◆ DESCRIPTION OF THE TASK ◆
Edit the lines below so that "side mirror" becomes "wing mirror" and everything else stays the same.

Records taken from a collection:
┌────────
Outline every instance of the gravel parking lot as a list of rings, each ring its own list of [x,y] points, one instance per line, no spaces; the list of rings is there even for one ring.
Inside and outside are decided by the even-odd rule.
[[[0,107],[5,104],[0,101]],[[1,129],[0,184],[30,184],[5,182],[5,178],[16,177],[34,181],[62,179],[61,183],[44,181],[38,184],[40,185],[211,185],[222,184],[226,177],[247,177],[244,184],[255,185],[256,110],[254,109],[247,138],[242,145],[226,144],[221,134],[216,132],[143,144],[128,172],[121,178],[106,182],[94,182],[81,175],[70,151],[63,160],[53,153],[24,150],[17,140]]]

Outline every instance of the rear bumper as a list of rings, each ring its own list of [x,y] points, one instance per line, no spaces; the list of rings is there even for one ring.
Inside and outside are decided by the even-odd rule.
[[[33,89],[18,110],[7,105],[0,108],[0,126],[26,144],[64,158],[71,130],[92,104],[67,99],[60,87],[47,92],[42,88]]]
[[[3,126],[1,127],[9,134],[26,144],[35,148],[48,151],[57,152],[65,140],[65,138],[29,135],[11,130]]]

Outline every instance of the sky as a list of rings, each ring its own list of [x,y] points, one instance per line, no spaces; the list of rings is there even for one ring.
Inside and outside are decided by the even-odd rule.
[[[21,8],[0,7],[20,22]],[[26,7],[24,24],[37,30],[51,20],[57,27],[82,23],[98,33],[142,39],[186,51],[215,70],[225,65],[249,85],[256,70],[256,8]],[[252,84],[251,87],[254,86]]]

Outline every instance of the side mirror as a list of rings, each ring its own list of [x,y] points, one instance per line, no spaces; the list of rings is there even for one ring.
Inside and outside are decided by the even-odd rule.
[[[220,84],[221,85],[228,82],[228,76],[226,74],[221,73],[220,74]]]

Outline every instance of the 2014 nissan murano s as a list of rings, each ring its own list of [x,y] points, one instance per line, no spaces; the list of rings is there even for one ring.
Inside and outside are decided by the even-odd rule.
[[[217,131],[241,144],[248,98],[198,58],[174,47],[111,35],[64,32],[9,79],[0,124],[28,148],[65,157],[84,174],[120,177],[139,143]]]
└────────
◆ EXPECTED OUTPUT ◆
Outline every instance of the gravel parking lot as a list of rings, each ring its own list of [x,y] points, one instance per line, no spaces; the list of rings is there even for one ring.
Inside and outside are decided by the even-odd rule.
[[[0,107],[5,104],[0,101]],[[1,129],[0,184],[30,184],[5,182],[5,178],[16,177],[34,181],[62,179],[61,183],[44,181],[38,184],[40,185],[211,185],[222,184],[226,177],[247,177],[244,184],[255,185],[256,110],[254,109],[247,138],[242,145],[226,144],[221,134],[216,132],[143,144],[128,172],[121,178],[106,182],[94,182],[81,175],[70,151],[63,160],[53,153],[24,150],[17,140]]]

Outline every instance of the rear bumper as a list of rings, each ring its own list of [x,y] points, one instance per line, no spaces; the list of rings is there even for one ring.
Inside and outside are decided by the even-odd rule.
[[[33,89],[18,110],[7,105],[0,108],[0,126],[26,144],[64,158],[71,130],[92,104],[67,99],[60,87],[47,92],[42,88]]]
[[[3,126],[1,127],[9,134],[26,144],[35,148],[48,151],[57,152],[65,140],[65,138],[29,135],[11,130]]]

Outline every instance of the sky as a list of rings, each ring its own list of [x,y] points, one instance per line, no spaces; the list of rings is there even for one ring.
Inside and outside are decided by the even-odd rule.
[[[21,8],[0,7],[20,22]],[[26,7],[24,24],[37,30],[51,20],[57,27],[82,23],[98,33],[142,39],[186,51],[215,70],[225,65],[249,85],[256,70],[256,8]],[[252,84],[251,87],[254,86]]]

Outline every instance of the wing mirror as a list of rings, each ring its own list of [x,y] points, one instance per line, no spaces; the list of rings is there even for one ring.
Inside and outside are decided by the even-odd rule.
[[[220,84],[221,85],[228,82],[228,76],[226,74],[221,73],[220,74]]]

Outline every instance of the 2014 nissan murano s as a list of rings, each ring its own list of [x,y] points, one instance per line, no spaces; the list of rings is there even for one ring.
Inside and outside are decided by the even-odd rule.
[[[217,131],[241,144],[248,98],[198,58],[174,47],[111,35],[64,32],[9,79],[0,124],[28,148],[65,157],[84,174],[120,177],[139,143]]]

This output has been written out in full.